YOUR GOAL: Type out the records that follow, exactly as given.

━━━ RECORDS PROVIDED

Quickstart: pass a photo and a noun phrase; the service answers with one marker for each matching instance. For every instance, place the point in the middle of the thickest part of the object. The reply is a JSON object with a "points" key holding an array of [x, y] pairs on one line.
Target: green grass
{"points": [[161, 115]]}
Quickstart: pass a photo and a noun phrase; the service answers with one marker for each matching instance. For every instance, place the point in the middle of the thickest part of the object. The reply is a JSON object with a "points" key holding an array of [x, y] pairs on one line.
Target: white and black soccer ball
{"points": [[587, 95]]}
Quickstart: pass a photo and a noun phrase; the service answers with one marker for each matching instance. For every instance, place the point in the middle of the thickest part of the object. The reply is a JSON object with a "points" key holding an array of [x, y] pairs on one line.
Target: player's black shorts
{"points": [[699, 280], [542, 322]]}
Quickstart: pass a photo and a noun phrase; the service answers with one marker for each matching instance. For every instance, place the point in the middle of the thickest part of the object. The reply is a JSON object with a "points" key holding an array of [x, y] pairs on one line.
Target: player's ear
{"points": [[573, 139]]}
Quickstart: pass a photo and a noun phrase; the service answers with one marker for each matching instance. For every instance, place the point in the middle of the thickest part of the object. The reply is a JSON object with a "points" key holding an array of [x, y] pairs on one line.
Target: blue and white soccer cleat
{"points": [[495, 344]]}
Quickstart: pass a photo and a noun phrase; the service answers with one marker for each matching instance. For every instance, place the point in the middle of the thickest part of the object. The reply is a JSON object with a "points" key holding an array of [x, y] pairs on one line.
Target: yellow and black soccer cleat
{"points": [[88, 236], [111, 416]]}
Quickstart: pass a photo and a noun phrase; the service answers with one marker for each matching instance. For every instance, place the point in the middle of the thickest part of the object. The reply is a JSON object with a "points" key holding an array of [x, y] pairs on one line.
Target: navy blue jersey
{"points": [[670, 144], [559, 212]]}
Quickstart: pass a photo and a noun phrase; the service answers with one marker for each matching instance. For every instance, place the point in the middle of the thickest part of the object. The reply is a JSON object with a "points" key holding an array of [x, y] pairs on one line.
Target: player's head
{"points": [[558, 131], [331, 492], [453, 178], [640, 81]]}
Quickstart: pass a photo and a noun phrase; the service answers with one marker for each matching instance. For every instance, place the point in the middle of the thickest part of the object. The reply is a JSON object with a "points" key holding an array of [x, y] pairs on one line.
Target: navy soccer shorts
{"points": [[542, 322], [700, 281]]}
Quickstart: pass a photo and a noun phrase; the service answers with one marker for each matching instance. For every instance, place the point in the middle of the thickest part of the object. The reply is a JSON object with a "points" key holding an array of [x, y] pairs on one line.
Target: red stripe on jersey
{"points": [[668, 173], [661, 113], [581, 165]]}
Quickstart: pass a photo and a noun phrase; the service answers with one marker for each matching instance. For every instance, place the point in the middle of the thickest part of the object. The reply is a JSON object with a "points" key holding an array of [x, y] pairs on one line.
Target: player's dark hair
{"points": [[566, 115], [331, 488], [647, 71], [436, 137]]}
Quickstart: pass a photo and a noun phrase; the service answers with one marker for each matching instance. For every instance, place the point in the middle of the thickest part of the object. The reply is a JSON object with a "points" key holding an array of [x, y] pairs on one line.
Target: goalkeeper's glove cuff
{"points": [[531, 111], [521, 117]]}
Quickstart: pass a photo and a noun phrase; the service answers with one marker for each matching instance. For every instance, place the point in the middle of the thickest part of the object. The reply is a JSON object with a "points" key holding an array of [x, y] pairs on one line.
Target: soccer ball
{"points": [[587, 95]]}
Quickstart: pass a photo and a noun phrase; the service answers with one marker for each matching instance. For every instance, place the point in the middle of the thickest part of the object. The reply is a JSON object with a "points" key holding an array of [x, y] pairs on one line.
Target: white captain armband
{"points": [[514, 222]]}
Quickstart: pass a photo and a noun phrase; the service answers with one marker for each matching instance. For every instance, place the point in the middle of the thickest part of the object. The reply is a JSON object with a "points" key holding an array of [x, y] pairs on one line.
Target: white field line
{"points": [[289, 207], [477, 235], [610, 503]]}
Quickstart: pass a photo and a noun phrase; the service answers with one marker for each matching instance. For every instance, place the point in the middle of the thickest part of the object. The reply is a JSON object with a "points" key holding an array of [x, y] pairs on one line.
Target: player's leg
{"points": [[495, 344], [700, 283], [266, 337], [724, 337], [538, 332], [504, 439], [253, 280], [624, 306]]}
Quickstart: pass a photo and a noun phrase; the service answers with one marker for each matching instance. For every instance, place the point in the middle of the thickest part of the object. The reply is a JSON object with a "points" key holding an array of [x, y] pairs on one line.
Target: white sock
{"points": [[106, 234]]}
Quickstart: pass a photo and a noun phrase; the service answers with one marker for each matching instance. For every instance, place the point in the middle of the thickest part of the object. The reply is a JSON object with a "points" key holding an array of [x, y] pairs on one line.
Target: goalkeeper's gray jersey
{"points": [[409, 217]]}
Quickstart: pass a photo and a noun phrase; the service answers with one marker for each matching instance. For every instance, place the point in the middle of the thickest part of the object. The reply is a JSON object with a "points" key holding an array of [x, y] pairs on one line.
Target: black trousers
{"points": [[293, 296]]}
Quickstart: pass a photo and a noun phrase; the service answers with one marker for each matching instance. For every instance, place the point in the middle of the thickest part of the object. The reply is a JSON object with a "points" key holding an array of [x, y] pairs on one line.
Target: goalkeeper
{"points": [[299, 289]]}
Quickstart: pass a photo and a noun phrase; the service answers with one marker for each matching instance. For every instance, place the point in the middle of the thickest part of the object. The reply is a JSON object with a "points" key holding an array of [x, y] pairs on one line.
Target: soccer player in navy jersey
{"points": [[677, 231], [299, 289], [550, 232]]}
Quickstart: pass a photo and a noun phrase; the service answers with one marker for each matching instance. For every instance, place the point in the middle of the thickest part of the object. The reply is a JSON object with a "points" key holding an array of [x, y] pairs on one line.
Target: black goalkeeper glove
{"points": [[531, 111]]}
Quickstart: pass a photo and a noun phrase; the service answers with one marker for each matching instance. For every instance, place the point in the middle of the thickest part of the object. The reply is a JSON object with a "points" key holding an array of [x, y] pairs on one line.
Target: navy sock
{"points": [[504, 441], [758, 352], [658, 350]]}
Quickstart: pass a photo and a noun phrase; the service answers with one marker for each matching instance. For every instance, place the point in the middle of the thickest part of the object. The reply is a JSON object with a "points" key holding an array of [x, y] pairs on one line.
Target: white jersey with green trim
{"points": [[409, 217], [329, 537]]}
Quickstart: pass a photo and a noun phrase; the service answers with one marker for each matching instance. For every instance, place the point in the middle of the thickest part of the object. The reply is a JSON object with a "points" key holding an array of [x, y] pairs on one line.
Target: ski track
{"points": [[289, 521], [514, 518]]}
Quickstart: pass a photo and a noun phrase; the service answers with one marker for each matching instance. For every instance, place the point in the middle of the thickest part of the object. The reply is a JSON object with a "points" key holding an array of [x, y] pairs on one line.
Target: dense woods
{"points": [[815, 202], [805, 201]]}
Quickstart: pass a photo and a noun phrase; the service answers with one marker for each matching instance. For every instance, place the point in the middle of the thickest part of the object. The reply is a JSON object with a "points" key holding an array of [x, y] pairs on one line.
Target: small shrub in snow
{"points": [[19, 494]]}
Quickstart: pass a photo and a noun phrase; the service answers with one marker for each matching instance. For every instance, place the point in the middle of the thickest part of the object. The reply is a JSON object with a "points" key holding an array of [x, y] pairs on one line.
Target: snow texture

━━━━━━

RESPONSE BELOW:
Quickstart: pass a photo and a noun phrase; the service answers with one marker for each matching instance. For every instance, place the point in the middle of the thickest part of the object. The reply is a JSON object with a "points" key holding an array of [x, y] pairs on one line.
Target: green grass
{"points": [[161, 115]]}
Quickstart: pass a photo and a noun phrase; the service answers with one marker for each matching instance. For every instance, place the point in the middle of the thickest part of the object. The reply is a JSON object with a "points" key holding an array of [x, y] pairs on one line.
Target: white and black soccer ball
{"points": [[587, 95]]}
Quickstart: pass a photo and a noun phrase; the service answers with one marker for each matching instance. For every instance, place the point in the middle of the thickest part of the object. The reply is a JSON object with a "points" key holding an array of [x, y] pairs on one line.
Target: player's black shorts
{"points": [[699, 280], [542, 322]]}
Quickstart: pass a photo and a noun phrase; the service answers with one marker for each matching instance. For every instance, place the point in the middle of the thickest part of the object. The reply is a JSON object with a "points" key holding an array of [x, y] pairs on one line.
Target: player's ear
{"points": [[573, 139]]}
Quickstart: pass a photo and a noun phrase; the service answers with one marker for each matching instance. For every instance, place the point in the middle of the thickest part of the object. The reply is a JSON object with a "points" key holding an array of [x, y] pairs on one line.
Target: blue and white soccer cleat
{"points": [[495, 344]]}
Quickstart: pass a photo and a noun phrase; the service answers with one marker for each matching instance. For every instance, place the point in the middle of the thickest part of the object. The reply is a JSON object with a "points" key holding an array of [x, y] pairs on one line.
Target: yellow and black soccer cleat
{"points": [[88, 236], [111, 416]]}
Quickstart: pass a photo and a noun phrase; the service answers with one marker for each matching instance. For every instance, place the point in the middle of the thickest part of the object. The reply is a JSON object with a "points" key holding an array of [x, y] pairs on one line.
Target: navy blue jersey
{"points": [[670, 144], [559, 212]]}
Quickstart: pass a photo and a noun phrase; the service answers with one marker for each matching instance. For every instance, place the point in the middle of the thickest part of the object. The reply is a JSON object with a "points" key holding an array of [x, y] pairs on one line.
Target: player's head
{"points": [[558, 131], [331, 492], [453, 178], [640, 81]]}
Quickstart: pass a photo and a noun phrase; the service answers with one marker for each matching instance. For every instance, place the point in the middle of the thickest part of the object. The reply is a JSON object with a "points" key holding an array of [x, y] pairs on one line.
Target: navy soccer shorts
{"points": [[542, 322], [700, 281]]}
Quickstart: pass a photo and a noun phrase; the service answers with one marker for each matching instance. For every instance, place the point in the middle of the thickest part of the object. The reply is a JSON object with a "points" key holding an array of [x, y] pairs on one line.
Target: red stripe on jersey
{"points": [[668, 173], [661, 113], [581, 165]]}
Quickstart: pass a photo and a noun phrase; the service answers with one marker for each matching instance. For every instance, place the point in the middle of the thickest part of the object. The reply is a JSON object with a "points" key holding an array of [x, y] pairs on one line.
Target: player's dark hair
{"points": [[566, 115], [331, 488], [647, 71], [436, 137]]}
Quickstart: pass a photo and a noun phrase; the service answers with one marker for each matching instance. For every instance, place the point in the middle of the thickest part of the object. The reply is a JSON object with a "points" key holding an array of [x, y] pairs on one line.
Target: goalkeeper's glove cuff
{"points": [[531, 111], [521, 117]]}
Quickstart: pass a photo and a noun phrase; the service answers with one marker for each matching instance. For every instance, place the point in the middle of the thickest part of the object. The reply is a JSON object with a "points" key holding an array of [x, y] pairs on one line.
Target: soccer ball
{"points": [[587, 95]]}
Quickstart: pass a photo and a noun phrase; the service answers with one marker for each matching instance. For every instance, place the point in the middle of the thickest part of the object. The reply is a JSON object with a "points" key holding an array of [x, y] pairs on one line.
Target: white captain armband
{"points": [[514, 222]]}
Quickstart: pass a photo and a noun phrase; the service answers with one marker for each matching instance. For every instance, place the point in the middle of the thickest part of the object. The reply is a JSON object with a "points" key holding an array of [x, y] pairs on one line.
Target: white field line
{"points": [[289, 207], [477, 235], [610, 503]]}
Quickstart: pass a photo and a noun phrase; the service answers with one marker for each matching instance. For every instance, place the point in the middle of the thickest part of the object. The reply is a JSON object with a "points" key holding an array of [x, y] pairs on one line.
Target: player's leg
{"points": [[495, 344], [700, 283], [266, 337], [724, 337], [538, 332], [504, 439], [253, 280], [624, 306]]}
Quickstart: pass a photo and a noun phrase; the service answers with one marker for each matching instance. For every instance, place the point in the middle of the thickest part of the object. The reply is a JSON object with a "points" key holding an array of [x, y] pairs on one line.
Target: white sock
{"points": [[106, 234]]}
Quickstart: pass a photo and a noun phrase; the service answers with one marker for each matching instance. For every instance, place the point in the middle of the thickest part of the object. The reply is a JSON object with a "points" key holding an array of [x, y] pairs on one line.
Target: goalkeeper's gray jersey
{"points": [[409, 217]]}
Quickstart: pass a photo and a noun phrase; the service answers with one marker for each matching instance. For every instance, place the point in the middle of the thickest part of the object. The reply is a JSON object with a "points" key holding an array of [x, y] pairs on one line.
Target: black trousers
{"points": [[293, 296]]}
Quickstart: pass a photo and a noun phrase; the service answers with one marker for each matching instance. For every instance, place the point in the middle of the thickest part of the object. The reply is a JSON object with a "points" key holding an array of [x, y] pairs on one line.
Target: goalkeeper
{"points": [[299, 289]]}
Quickstart: pass a photo and a noun phrase; the service answers with one marker for each matching instance. For every instance, place the point in the middle of the thickest part of the object. The reply is a JSON object with a "points" key holding an array of [x, y] pairs on one line.
Target: soccer player in navy jersey
{"points": [[677, 231], [299, 289], [550, 232]]}
Quickstart: pass a photo and a noun phrase; the service answers with one marker for each matching instance. For every instance, place the point in the middle of the thickest part of the object. The reply is a JSON object with a "points" key holding an array of [x, y] pairs on one line.
Target: black goalkeeper glove
{"points": [[531, 111]]}
Quickstart: pass a photo and a noun phrase; the service answers with one marker for each matching instance. For every instance, place the point in the middle of the thickest part of the object. The reply is a JSON object with a "points" key holding an array of [x, y] pairs on one line.
Target: navy sock
{"points": [[504, 441], [758, 352], [658, 350]]}
Quickstart: pass a photo and a noun phrase; the service answers with one marker for each matching instance. For every instance, place the point in the middle of the thickest part of the object. The reply is a JSON object with a "points" key holding an array of [x, y] pairs on one line.
Target: white jersey with green trim
{"points": [[409, 217], [329, 537]]}
Quickstart: pass a photo and a noun phrase; the service answers with one marker for each matching instance. For every instance, place the point in the middle of the thickest part of the object. The reply is a JSON object with a "points" key holding an array of [x, y] pairs on one line.
Target: ski track
{"points": [[289, 521], [514, 518]]}
Quickstart: pass a photo and a noun phrase; the service answers with one marker for each matching instance. For every instance, place the point in the middle of the thickest part of the object. The reply is a JSON object with a "points" key holding an array of [x, y] pairs on one line.
Target: dense woods
{"points": [[815, 202], [805, 201]]}
Quickstart: pass a photo and a noun phrase; the service answers with one marker for each matching instance. For every instance, place the point in the middle of the thickest part of the object. The reply is a JSON object with a "points" key holding an array of [x, y] pairs on one line.
Target: small shrub in snow
{"points": [[19, 494]]}
Quickstart: pass a photo and a noun phrase; the service answers with one marker for each matching instance. For every instance, place the point in the middle of the thickest part of the object. The reply is a JSON object with a "points" key holding an array of [x, y] pairs on one line.
Target: snow texture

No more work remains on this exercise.